Supplied data section start
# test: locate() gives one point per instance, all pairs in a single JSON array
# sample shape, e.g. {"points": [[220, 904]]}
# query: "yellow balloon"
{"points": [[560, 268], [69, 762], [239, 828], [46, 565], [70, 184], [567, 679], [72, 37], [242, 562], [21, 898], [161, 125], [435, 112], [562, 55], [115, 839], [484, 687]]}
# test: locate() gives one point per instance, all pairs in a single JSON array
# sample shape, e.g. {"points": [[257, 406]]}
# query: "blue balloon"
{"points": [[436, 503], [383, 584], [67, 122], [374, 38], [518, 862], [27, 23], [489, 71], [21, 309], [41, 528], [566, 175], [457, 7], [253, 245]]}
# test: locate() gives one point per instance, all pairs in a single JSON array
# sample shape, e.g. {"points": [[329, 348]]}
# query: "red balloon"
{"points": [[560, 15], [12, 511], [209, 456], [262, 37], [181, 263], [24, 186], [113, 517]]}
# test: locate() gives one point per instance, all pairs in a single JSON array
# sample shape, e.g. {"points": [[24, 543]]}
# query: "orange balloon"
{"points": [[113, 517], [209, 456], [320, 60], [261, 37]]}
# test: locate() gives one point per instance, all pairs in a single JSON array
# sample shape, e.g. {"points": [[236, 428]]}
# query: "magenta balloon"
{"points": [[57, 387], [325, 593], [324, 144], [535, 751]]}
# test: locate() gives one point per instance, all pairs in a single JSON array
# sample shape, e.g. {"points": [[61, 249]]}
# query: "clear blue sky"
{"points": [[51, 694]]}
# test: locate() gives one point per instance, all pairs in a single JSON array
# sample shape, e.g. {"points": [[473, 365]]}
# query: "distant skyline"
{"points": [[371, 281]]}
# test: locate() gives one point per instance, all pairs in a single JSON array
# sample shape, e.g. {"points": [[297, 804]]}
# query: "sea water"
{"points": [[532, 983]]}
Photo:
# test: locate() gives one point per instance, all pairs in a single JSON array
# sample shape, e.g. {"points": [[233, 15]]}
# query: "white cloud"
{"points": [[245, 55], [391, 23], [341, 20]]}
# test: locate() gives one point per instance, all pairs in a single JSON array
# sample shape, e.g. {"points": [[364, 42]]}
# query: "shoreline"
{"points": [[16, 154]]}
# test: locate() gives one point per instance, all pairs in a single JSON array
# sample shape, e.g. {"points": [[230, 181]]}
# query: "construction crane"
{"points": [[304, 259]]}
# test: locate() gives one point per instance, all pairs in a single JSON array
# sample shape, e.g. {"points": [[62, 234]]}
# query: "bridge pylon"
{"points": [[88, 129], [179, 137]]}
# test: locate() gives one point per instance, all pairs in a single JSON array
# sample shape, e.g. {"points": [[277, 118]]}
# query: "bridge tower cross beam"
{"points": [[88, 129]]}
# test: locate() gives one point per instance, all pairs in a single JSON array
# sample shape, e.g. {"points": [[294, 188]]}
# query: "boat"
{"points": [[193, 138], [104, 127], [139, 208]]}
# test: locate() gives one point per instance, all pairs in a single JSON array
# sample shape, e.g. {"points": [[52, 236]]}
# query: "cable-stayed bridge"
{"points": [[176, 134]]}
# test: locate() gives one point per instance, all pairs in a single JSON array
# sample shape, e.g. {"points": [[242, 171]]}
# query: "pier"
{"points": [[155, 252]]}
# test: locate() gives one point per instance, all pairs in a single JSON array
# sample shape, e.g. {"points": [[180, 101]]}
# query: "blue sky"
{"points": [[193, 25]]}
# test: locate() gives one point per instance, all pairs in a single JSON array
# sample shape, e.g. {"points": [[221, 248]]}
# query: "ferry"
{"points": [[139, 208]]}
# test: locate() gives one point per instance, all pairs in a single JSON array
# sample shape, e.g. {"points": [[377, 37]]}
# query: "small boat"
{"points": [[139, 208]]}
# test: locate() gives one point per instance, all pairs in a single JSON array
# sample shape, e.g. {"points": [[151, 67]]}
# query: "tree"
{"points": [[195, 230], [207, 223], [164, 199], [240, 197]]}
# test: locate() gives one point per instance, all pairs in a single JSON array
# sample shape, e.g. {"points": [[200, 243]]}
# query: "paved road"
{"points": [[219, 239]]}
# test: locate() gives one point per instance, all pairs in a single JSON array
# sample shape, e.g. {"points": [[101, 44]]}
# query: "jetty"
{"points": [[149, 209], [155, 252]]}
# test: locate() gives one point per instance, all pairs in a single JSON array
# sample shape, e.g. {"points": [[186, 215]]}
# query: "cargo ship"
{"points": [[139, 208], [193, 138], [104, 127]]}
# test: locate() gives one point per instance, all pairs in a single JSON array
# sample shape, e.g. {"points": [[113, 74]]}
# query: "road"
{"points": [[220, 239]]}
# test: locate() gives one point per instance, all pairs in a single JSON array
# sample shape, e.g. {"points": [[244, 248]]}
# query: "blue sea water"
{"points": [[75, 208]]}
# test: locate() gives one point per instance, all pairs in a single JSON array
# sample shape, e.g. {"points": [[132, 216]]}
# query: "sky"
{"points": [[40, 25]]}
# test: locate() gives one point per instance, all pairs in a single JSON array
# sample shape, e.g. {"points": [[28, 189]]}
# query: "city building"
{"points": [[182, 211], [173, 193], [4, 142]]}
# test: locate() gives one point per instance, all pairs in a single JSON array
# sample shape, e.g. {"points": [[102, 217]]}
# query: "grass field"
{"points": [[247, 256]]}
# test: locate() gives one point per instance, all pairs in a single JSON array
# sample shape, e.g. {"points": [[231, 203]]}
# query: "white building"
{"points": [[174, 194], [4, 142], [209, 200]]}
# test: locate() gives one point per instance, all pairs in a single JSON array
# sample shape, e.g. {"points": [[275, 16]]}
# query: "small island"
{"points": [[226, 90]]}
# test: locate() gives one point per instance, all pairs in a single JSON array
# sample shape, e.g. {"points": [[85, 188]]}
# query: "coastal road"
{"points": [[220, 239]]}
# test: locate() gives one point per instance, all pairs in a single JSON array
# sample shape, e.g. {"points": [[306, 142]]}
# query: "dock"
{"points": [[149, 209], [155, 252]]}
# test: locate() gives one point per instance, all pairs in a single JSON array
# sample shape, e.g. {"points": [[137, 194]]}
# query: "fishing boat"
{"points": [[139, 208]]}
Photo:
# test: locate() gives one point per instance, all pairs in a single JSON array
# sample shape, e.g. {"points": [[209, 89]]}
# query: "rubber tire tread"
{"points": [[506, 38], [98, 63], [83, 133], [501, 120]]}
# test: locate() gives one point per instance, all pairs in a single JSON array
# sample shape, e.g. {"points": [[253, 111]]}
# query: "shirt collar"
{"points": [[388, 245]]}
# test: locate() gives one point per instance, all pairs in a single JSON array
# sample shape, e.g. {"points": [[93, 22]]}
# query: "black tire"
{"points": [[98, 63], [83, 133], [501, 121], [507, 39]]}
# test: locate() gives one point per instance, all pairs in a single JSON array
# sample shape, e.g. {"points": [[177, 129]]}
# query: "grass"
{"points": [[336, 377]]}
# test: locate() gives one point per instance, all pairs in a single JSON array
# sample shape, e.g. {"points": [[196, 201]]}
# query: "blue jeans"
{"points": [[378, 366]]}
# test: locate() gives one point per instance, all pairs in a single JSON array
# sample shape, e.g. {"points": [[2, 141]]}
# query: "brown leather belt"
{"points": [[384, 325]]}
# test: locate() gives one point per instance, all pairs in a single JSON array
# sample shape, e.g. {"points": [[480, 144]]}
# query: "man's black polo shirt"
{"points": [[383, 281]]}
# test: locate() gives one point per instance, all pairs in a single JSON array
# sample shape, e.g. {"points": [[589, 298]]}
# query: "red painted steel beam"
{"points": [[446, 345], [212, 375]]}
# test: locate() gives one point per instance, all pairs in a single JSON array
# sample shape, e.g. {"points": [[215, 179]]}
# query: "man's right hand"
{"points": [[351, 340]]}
Supplied data section end
The records above are to be repeated exactly, in their entirety.

**Reply:**
# test: locate() gives one point per instance, all pairs in a single JSON array
# sample shape, e.g. {"points": [[220, 904]]}
# query: "yellow balloon"
{"points": [[560, 268], [69, 762], [239, 828], [46, 565], [70, 184], [567, 679], [72, 37], [242, 562], [21, 898], [161, 125], [435, 112], [562, 55], [115, 839], [484, 687]]}
# test: locate() gives one point per instance, all pairs in a single JSON array
# sample shape, e.g. {"points": [[257, 406]]}
# query: "blue balloon"
{"points": [[436, 503], [383, 584], [67, 122], [374, 38], [518, 862], [27, 23], [489, 71], [21, 309], [41, 528], [566, 175], [457, 7], [253, 245]]}
# test: locate() gives one point per instance, all pairs in a single JSON array
# sample shape, e.g. {"points": [[329, 348]]}
# query: "red balloon"
{"points": [[560, 15], [12, 511], [209, 456], [262, 37], [181, 263], [24, 186], [113, 517]]}
# test: locate() gives one point per instance, all pairs in a single JSON array
# sample shape, e.g. {"points": [[24, 543]]}
# query: "orange balloon"
{"points": [[113, 517], [209, 456], [320, 60], [261, 37]]}
# test: locate() gives one point per instance, all pairs in a single JSON array
# sample shape, e.g. {"points": [[236, 428]]}
# query: "magenta balloon"
{"points": [[57, 387], [325, 593], [324, 144], [535, 751]]}
# test: locate() gives one point per instance, all pairs in a single JSON array
# sample shape, e.g. {"points": [[61, 249]]}
# query: "clear blue sky"
{"points": [[51, 694]]}
# test: locate() gives one point per instance, all pairs in a single JSON array
# sample shape, e.g. {"points": [[473, 365]]}
# query: "distant skyline"
{"points": [[371, 281]]}
# test: locate() gives one point per instance, all pairs in a single JSON array
# sample shape, e.g. {"points": [[297, 804]]}
# query: "sea water"
{"points": [[532, 983]]}
Photo:
# test: locate() gives one point per instance, all pairs in a single JSON array
# sample shape, e.g. {"points": [[233, 15]]}
# query: "white cloud"
{"points": [[245, 55], [391, 23], [341, 20]]}
# test: locate() gives one point per instance, all pairs in a single JSON array
# sample shape, e.g. {"points": [[364, 42]]}
# query: "shoreline"
{"points": [[16, 154]]}
# test: locate() gives one point per instance, all pairs in a single JSON array
# sample shape, e.g. {"points": [[230, 181]]}
# query: "construction crane"
{"points": [[304, 259]]}
# test: locate() gives one point per instance, all pairs in a single JSON array
# sample shape, e.g. {"points": [[62, 234]]}
# query: "bridge pylon"
{"points": [[88, 129], [179, 137]]}
# test: locate() gives one point per instance, all pairs in a single JSON array
# sample shape, e.g. {"points": [[277, 118]]}
# query: "bridge tower cross beam"
{"points": [[88, 129]]}
# test: locate() gives one point per instance, all pairs in a single JSON array
# sample shape, e.g. {"points": [[294, 188]]}
# query: "boat"
{"points": [[193, 138], [104, 127], [139, 208]]}
# test: locate() gives one point per instance, all pairs in a single JSON array
# sample shape, e.g. {"points": [[52, 236]]}
# query: "cable-stayed bridge"
{"points": [[176, 134]]}
# test: locate() gives one point per instance, all pairs in a single JSON array
# sample shape, e.g. {"points": [[242, 171]]}
# query: "pier"
{"points": [[155, 252]]}
# test: locate() gives one point per instance, all pairs in a single JSON array
# sample shape, e.g. {"points": [[180, 101]]}
# query: "blue sky"
{"points": [[193, 25]]}
# test: locate() gives one point per instance, all pairs in a single JSON array
# sample shape, e.g. {"points": [[221, 248]]}
# query: "ferry"
{"points": [[139, 208]]}
# test: locate() gives one point per instance, all pairs in a single JSON array
# sample shape, e.g. {"points": [[377, 37]]}
# query: "small boat"
{"points": [[139, 208]]}
# test: locate() gives one point per instance, all pairs in a single JSON array
# sample shape, e.g. {"points": [[151, 67]]}
# query: "tree"
{"points": [[195, 230], [207, 223], [164, 199], [240, 197]]}
# test: locate() gives one point per instance, all pairs in a single JSON array
# sample shape, e.g. {"points": [[200, 243]]}
# query: "paved road"
{"points": [[219, 239]]}
# test: locate() gives one point per instance, all pairs in a single JSON array
# sample shape, e.g. {"points": [[101, 44]]}
# query: "jetty"
{"points": [[149, 209], [155, 252]]}
# test: locate() gives one point per instance, all pairs in a single JSON array
# sample shape, e.g. {"points": [[186, 215]]}
# query: "cargo ship"
{"points": [[139, 208], [193, 138], [104, 127]]}
# test: locate() gives one point per instance, all pairs in a single JSON array
# sample shape, e.g. {"points": [[113, 74]]}
# query: "road"
{"points": [[220, 239]]}
# test: locate() gives one point per instance, all pairs in a single JSON array
# sample shape, e.g. {"points": [[244, 248]]}
# query: "blue sea water"
{"points": [[75, 208]]}
# test: locate() gives one point per instance, all pairs in a single JSON array
# sample shape, e.g. {"points": [[132, 216]]}
# query: "sky"
{"points": [[40, 25]]}
# test: locate() gives one point per instance, all pairs in a single JSON array
# sample shape, e.g. {"points": [[28, 189]]}
# query: "city building"
{"points": [[182, 211], [173, 193], [4, 142]]}
# test: locate() gives one point per instance, all pairs in a single JSON array
# sample shape, e.g. {"points": [[102, 217]]}
# query: "grass field"
{"points": [[247, 256]]}
# test: locate() gives one point per instance, all pairs in a single JSON array
# sample shape, e.g. {"points": [[231, 203]]}
# query: "white building"
{"points": [[174, 194], [4, 142], [209, 200]]}
# test: locate() gives one point per instance, all pairs in a single JSON array
# sample shape, e.g. {"points": [[275, 16]]}
# query: "small island"
{"points": [[226, 90]]}
# test: locate() gives one point per instance, all pairs in a single JSON array
# sample shape, e.g. {"points": [[85, 188]]}
# query: "coastal road"
{"points": [[220, 239]]}
# test: locate() gives one point per instance, all pairs in a single JSON array
# sample shape, e.g. {"points": [[306, 142]]}
# query: "dock"
{"points": [[149, 209], [155, 252]]}
# test: locate() gives one point per instance, all pairs in a single JSON array
# sample shape, e.g. {"points": [[137, 194]]}
# query: "fishing boat"
{"points": [[139, 208]]}
Photo:
# test: locate() gives one point per instance, all pairs in a single JSON array
# sample shape, e.g. {"points": [[209, 89]]}
# query: "rubber tire tread"
{"points": [[506, 38], [98, 63], [83, 133], [501, 120]]}
# test: locate() gives one point per instance, all pairs in a single JSON array
# sample shape, e.g. {"points": [[253, 111]]}
# query: "shirt collar"
{"points": [[388, 245]]}
# test: locate() gives one point per instance, all pairs in a single JSON array
# sample shape, e.g. {"points": [[93, 22]]}
# query: "black tire"
{"points": [[98, 63], [83, 133], [501, 121], [507, 39]]}
# test: locate() gives one point per instance, all pairs in a single JSON array
# sample shape, e.g. {"points": [[177, 129]]}
# query: "grass"
{"points": [[336, 377]]}
# test: locate() gives one point per instance, all pairs in a single JSON array
# sample shape, e.g. {"points": [[196, 201]]}
# query: "blue jeans"
{"points": [[378, 366]]}
# test: locate() gives one point per instance, all pairs in a single JSON array
# sample shape, e.g. {"points": [[2, 141]]}
# query: "brown leather belt"
{"points": [[384, 325]]}
# test: locate() gives one point per instance, all pairs in a single JSON array
# sample shape, e.g. {"points": [[480, 144]]}
# query: "man's black polo shirt"
{"points": [[383, 281]]}
# test: locate() gives one point per instance, all pairs in a single JSON array
# sample shape, e.g. {"points": [[589, 298]]}
# query: "red painted steel beam"
{"points": [[446, 345], [212, 375]]}
# test: locate() gives one point per instance, all pairs in a single JSON array
# sample shape, e.g. {"points": [[215, 179]]}
# query: "man's right hand"
{"points": [[351, 340]]}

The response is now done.